GIVEN TASK: Emit the line that holds "Verify for me: does any stone" and all lines following it through the end of the data, verbatim, and nothing else.

TASK INPUT:
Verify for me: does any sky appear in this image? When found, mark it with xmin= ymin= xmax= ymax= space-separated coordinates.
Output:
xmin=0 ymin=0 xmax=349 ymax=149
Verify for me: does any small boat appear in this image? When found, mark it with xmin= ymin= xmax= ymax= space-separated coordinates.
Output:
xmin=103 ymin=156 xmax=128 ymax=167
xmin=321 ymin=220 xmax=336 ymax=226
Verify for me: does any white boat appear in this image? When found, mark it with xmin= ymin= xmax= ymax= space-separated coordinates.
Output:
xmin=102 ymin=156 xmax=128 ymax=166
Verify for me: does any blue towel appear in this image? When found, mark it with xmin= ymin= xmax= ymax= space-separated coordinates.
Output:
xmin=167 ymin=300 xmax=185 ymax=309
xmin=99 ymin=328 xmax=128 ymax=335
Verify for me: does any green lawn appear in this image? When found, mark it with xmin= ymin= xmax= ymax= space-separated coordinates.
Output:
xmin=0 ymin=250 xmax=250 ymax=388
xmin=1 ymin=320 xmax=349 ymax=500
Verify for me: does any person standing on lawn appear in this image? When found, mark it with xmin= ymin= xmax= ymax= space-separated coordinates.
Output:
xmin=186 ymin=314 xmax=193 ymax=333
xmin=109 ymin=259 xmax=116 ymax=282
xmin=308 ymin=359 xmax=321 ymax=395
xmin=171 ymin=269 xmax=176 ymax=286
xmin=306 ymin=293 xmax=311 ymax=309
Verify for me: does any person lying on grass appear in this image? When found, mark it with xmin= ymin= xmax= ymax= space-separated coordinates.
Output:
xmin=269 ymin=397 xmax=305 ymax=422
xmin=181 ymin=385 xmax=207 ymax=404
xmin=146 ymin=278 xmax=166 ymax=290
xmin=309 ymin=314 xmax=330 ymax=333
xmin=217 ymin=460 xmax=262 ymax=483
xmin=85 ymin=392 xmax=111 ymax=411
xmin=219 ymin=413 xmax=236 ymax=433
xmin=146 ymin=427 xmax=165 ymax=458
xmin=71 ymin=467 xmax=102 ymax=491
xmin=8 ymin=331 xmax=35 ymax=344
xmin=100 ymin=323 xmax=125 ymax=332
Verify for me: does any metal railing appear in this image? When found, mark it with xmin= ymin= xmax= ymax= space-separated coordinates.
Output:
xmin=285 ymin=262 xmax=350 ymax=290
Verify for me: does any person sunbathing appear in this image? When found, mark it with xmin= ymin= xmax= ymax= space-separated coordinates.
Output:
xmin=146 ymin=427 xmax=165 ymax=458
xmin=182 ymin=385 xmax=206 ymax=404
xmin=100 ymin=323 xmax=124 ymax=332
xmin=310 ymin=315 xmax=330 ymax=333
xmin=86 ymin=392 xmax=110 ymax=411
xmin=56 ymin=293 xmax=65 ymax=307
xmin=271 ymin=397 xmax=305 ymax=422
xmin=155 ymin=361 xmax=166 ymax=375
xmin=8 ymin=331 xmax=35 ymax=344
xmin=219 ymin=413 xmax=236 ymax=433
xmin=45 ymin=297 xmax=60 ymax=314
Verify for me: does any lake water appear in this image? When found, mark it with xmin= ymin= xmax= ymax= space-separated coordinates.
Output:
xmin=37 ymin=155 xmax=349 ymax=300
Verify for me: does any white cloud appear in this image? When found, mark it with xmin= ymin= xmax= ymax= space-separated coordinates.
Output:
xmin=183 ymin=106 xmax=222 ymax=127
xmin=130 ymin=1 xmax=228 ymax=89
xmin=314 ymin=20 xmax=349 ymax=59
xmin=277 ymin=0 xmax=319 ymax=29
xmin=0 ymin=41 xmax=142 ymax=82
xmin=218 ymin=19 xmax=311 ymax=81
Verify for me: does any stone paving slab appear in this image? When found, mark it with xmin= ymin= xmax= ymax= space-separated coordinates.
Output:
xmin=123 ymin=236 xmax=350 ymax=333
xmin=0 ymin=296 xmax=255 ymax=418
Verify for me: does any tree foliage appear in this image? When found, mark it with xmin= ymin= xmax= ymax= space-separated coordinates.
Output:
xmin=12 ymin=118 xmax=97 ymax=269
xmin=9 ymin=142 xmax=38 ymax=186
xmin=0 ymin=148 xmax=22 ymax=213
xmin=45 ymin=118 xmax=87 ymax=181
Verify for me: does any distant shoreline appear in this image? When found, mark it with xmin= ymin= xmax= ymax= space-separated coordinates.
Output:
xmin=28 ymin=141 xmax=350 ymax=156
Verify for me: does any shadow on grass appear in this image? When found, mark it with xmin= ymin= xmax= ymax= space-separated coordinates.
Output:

FULL ANSWER:
Verify for me: does any stone paving slab appear in this image? When found, mark it with xmin= ymin= xmax= ymax= space-separated coordinates.
Output:
xmin=123 ymin=236 xmax=350 ymax=333
xmin=0 ymin=296 xmax=255 ymax=418
Verify for me: does any tree foliage appear in this image? When found, mark it with xmin= ymin= xmax= ymax= space-separated coordinates.
Output:
xmin=12 ymin=118 xmax=97 ymax=269
xmin=9 ymin=142 xmax=38 ymax=186
xmin=0 ymin=148 xmax=22 ymax=213
xmin=45 ymin=118 xmax=87 ymax=181
Verify for me: does any distant shoreline appear in this image? When found, mark it with xmin= ymin= xmax= ymax= space-separated coordinates.
Output:
xmin=28 ymin=141 xmax=350 ymax=156
Verify for me: does any shadow on grass appear in this image? When found, mark it with xmin= ymin= xmax= ymax= space-separated coordinates.
Output:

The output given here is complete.